Wentworthville is a suburb in Sydney, in the state of New South Wales, Australia. Wentworthville is located 27 kilometres west of the Sydney central business district and is part of the Greater Western Sydney region. Wentworthville is split between the local government areas of the City of Parramatta and the Cumberland Council. Wentworthville is colloquially known as 'Wenty'.

History

Wentworthville, Wentworth Falls in the Blue Mountains and, Wentworth in far western New South Wales, were named after the Wentworth family. A land grant of 2000 acres (8 km2) in this area was made in 1810 to D'Arcy Wentworth, the father of William Wentworth, the famous Australian explorer, barrister, newspaper publisher, politician and landowner.

Another pioneer to the area, William Fullagar established the Star Inn on the corner of Ettalong Road and the Western Road (now the Great Western Highway). Fullagar also opened a cattle saleyards which became one of the principal ones for the colony. His family's estate "Essington House" is now the site of a Christian school. Fullagar Road is named after him.

In the mid-1800s, a land boom attracted people into the area, land was subdivided for housing and small farms. Wentworth's holdings were sub-divided – amounting to 600 lots. The railway line had been put through on its way to Penrith, in 1864, but it was not until 1883 that Wentworthville got its own public railway station. Originally the railway station was called T. R. Smith's Platform but was renamed Wentworthville two years later.

In 2007 the boundaries were redrawn and the northern part of Wentworthville became the suburb of Constitution Hill.

* [Exercise set]:
[1] Using the Wentworthville text, answer each question on its own line:
(a) How far west of the Sydney central business district is Wentworthville?
(b) In what year was the land grant made to D'Arcy Wentworth?
(c) What was the railway station first called?
[2] The Wentworthville text describes William Wentworth in several roles. List every one of them.
[3] Give a continuation of the Wentworthville text, starting after its final sentence.
The entries that follow come from a separate source unrelated to the Wentworthville text.

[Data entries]
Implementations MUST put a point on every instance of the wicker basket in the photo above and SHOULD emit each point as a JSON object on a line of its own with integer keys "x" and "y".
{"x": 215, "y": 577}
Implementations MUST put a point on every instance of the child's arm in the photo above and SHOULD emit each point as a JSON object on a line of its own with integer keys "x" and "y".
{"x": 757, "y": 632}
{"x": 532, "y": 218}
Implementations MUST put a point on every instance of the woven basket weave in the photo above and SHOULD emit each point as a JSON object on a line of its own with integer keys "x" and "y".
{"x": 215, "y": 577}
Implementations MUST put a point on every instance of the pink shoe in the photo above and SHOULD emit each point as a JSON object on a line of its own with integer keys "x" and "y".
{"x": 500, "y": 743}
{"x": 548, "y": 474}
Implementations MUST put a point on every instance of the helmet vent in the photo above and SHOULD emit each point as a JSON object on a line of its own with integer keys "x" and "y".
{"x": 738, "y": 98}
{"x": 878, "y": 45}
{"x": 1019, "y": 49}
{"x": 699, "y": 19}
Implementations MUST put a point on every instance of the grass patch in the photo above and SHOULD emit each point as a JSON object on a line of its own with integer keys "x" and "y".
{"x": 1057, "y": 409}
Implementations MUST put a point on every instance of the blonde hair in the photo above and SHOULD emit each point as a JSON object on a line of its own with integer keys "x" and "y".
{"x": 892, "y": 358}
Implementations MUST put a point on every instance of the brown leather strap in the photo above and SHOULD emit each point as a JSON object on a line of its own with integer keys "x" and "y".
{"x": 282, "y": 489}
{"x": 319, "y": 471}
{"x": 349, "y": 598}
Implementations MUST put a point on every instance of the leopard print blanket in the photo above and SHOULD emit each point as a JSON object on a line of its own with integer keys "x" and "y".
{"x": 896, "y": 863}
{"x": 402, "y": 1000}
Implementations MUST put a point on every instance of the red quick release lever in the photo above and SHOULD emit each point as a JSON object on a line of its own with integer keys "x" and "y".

* [Answers for the exercise]:
[1]
(a) 27 kilometres
(b) 1810
(c) T. R. Smith's Platform

[2] explorer, barrister, newspaper publisher, politician, landowner

[3]
Heritage listings 
Wentworthville has a number of heritage-listed sites, including:
 Caloola Road: Mount Dorothy Reservoir

Commercial area
Wentworthville has two shopping precincts. The larger, older precinct sits on the Cumberland Council side of Wentworthville railway station (the other side of the railway is part of City of Parramatta Council local government area and is mainly zoned residential). A Supa IGA (formerly Franklins) dominated Wentworthville Mall Shopping Centre until late 2017 when it closed.

The newer commercial centre is on the Great Western Highway. It is dominated by Woolworths. Initially Woolworths operated in the main shopping precinct but new premises were obtained at their present location in the late 1980s. An Aldi sits on the other side of the Highway which is part of South Wentworthville.

For many years shopping tours were conducted to the Wentworthville area for the factory-outlets selling their products directly to the public. Bonds clothing factory in Dunmore Street sold direct to the public from their factory. Clothing factory closed.

Demographics
The most common ancestries in Wentworthville were Indian 26.0%, English 9.7%, Australian 9.4%, Chinese 7.1% and Lebanese 3.8%.

35.4% of people were born in Australia. The most common countries of birth were India 26.5%, Sri Lanka 7.8%, China 4.4%, Philippines 2.0% and Lebanon 1.7%. 30.1% of people only spoke English at home. Other languages spoken at home included Tamil 11.5%, Gujarati 7.9%, Hindi 7.2%, Punjabi 4.5% and Telugu 4.0%.

The most common responses for religion were Hinduism 34.9%, Catholic 18.9% and No Religion 11.6%.

Transport

Trains
Wentworthville railway station is on the North Shore & Western Line of the Sydney Trains network that connects west to Penrith and Richmond. After reaching the city, most trains continue north to North Sydney, Chatswood, Hornsby and Berowra. The station is also serviced by the Cumberland Line linking  to . The trip to Sydney CBD typically takes 35 minutes.

The Wentworthville station was the site of the first major Tangara accident, a derailment, which occurred on 27 December 1989.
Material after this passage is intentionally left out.